§ TEXTAUSSCHNITT:
━━━━━━━━

Sie haben ja Recht, dass sehr viel neu gebaut worden ist. Aber ich frage Sie, ob tatsächlich alle Möglichkeiten, Barrierefreiheit zu schaffen, genutzt werden. Ich sage Ihnen: Nein. Da wurde also Geld verschenkt. Es wurden auch Möglichkeiten verschenkt, entsprechend zu handeln.
Das Problem ist doch, dass bislang jedes einzelne Ressort mehr oder weniger etwas macht. Manche machen das richtig geheim. Das Kultusministerium zum Beispiel hat bestimmte Maßnahmen ergriffen, von denen niemand etwas weiß. Das Problem ist, dass es keine Koordinierung zwischen den einzelnen Ressorts gibt. Diese Koordinierung, die auch zu Synergieeffekten führen würde, ist notwendig. Insofern weise ich noch einmal darauf hin, dass leider Gottes auch die Barriere in den Köpfen der Verantwortungsträger noch sehr hoch ist.
Herr Minister, Sie zwingen mich zu weiteren Untersuchungen, durch die der Nachweis erbracht wird, dass das, was gebaut worden ist, tatsächlich nicht entsprechend der Bauordnung gebaut worden ist. Wenn Zuwendungen des Landes geflossen sind, wenn eine müde Mark an Landesmitteln dorthin gegangen ist, dann - das muss ich Ihnen sagen - werde ich klagen müssen; denn dann haben Sie nicht nachgeprüft, ob die Mittel ordentlich verwendet worden sind. So bewerte ich das, wenn da Landesmittel drin sind.
Insofern freue ich mich schon darauf, dass wir das in einem halben oder dreiviertel Jahr mit ganz konkreten Beispielen auf die Tagesordnung bringen können. - Danke schön.

━━━━━━━━

§ DATENAUFLISTUNG:

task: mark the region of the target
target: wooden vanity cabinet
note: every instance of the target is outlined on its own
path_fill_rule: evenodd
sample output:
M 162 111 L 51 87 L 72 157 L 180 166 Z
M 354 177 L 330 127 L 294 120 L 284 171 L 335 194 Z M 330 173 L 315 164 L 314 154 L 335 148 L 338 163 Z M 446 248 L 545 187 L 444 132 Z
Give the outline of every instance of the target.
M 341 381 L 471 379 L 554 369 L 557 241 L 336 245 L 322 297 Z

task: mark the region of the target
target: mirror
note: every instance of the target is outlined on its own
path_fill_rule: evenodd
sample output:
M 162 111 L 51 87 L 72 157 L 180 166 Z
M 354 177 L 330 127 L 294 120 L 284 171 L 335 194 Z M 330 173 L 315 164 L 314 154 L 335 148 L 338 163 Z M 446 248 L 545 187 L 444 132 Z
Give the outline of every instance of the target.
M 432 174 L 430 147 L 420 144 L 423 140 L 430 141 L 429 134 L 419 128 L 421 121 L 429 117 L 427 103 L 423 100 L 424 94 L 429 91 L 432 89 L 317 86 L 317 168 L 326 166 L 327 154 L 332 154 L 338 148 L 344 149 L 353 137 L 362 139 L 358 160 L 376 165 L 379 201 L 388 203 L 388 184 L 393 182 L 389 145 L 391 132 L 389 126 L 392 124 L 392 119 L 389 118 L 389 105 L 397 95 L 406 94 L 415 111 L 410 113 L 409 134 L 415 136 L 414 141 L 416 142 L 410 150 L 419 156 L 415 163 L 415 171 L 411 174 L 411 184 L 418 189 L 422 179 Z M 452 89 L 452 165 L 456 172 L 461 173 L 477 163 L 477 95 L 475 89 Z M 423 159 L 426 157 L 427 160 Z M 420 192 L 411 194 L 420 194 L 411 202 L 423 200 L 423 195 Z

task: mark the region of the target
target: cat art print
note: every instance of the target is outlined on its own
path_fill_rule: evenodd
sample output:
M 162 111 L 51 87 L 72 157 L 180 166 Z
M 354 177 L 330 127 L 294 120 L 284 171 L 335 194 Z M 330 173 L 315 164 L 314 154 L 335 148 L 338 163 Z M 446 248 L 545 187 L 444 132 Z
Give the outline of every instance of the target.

━━━━━━━━

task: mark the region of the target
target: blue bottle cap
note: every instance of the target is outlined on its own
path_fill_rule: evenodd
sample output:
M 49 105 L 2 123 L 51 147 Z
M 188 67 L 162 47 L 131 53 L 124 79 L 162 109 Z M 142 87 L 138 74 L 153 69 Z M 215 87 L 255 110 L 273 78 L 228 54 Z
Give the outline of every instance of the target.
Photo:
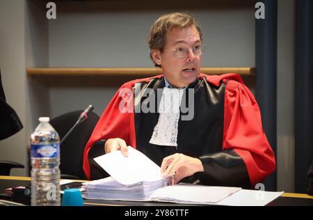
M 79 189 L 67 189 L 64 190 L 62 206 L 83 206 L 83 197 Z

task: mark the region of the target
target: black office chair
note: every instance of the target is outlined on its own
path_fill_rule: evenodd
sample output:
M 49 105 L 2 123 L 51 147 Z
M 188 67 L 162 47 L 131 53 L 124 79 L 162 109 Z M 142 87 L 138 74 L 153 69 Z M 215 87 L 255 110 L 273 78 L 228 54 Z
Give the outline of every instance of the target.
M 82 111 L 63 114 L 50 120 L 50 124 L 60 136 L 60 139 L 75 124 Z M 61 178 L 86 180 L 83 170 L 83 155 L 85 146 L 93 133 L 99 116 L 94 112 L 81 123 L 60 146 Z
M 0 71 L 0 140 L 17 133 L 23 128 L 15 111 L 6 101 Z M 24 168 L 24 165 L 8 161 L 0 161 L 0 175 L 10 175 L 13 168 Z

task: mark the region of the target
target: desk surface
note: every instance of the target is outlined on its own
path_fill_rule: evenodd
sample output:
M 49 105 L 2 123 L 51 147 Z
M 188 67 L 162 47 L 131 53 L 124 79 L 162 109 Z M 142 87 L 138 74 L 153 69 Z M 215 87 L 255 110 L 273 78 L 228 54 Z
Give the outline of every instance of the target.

━━━━━━━━

§ ARBEITSAUFTRAG 1:
Welches Ministerium hat laut dem Textausschnitt über Barrierefreiheit Maßnahmen ergriffen, von denen niemand etwas weiß?
§ ARBEITSAUFTRAG 2:
Führen Sie den Textausschnitt über Barrierefreiheit im Anschluss an seinen letzten Satz fort.

§ SCHRIFTLICHE ANTWORT 1:
Das Kultusministerium.

§ SCHRIFTLICHE ANTWORT 2:
Vielen Dank, Herr Dr. Eckert. - Meine Damen und Herren! Wir treten jetzt in den Abstimmungsprozess ein. Einen Überweisungsantrag habe ich nicht vernommen. Wir stimmen also direkt ab. Herr Dr. Eckert hat den Vorschlag unterbreitet, den Alternativantrag der Fraktionen der CDU und der FDP in den Antrag der PDS-Fraktion aufzunehmen. Ist dazu Bereitschaft vorhanden?
- Nein. - Damit stimmen wir zunächst über den Antrag der PDS-Fraktion in der Drs. 4/1564 ab. Wer diesem Antrag seine Zustimmung gibt, den bitte ich um das Zeichen mit der Stimmkarte. - Zustimmung bei der PDS- und bei der SPD-Fraktion. Gegenstimmen? - Bei der CDU- und bei der FDP-Fraktion. Damit ist dieser Antrag mehrheitlich abgelehnt worden.
Wir stimmen nun über den Alternativantrag in der Drs. 4/1583 ab. Wer diesem seine Zustimmung gibt, den bitte ich um das Zeichen mit der Stimmkarte. - Zustimmung bei der SPD-, bei der CDU-, bei der FDP- und vereinzelt bei der PDS-Fraktion. Gegenstimmen? - Keine. Enthaltungen? - Überwiegend bei der PDS-Fraktion. Damit ist dieser Alternativantrag mehrheitlich angenommen worden. Der Tagesordnungspunkt 19 ist somit abgeschlossen.
Wahl der Vertrauensleute und deren Stellvertreter für den beim Oberverwaltungsgericht des Landes Sachsen-Anhalt zu bestellenden Ausschuss gemäß § 7 Abs. 6 des Gesetzes zur Ausführung der Verwaltungsgerichtsordnung (AG VwGO LSA)
Meine Damen und Herren! Auch wenn wir damit zum letzten Tagesordnungspunkt kommen und uns im Vorfeld darauf verständigt haben, hierzu keine Debatte zu führen, so betrifft dieser Tagesordnungspunkt doch ein, wie ich meine, nicht unwichtiges Thema. Es geht um die Wahl der Vertrauensleute für die Wahl der ehrenamtlichen Richter.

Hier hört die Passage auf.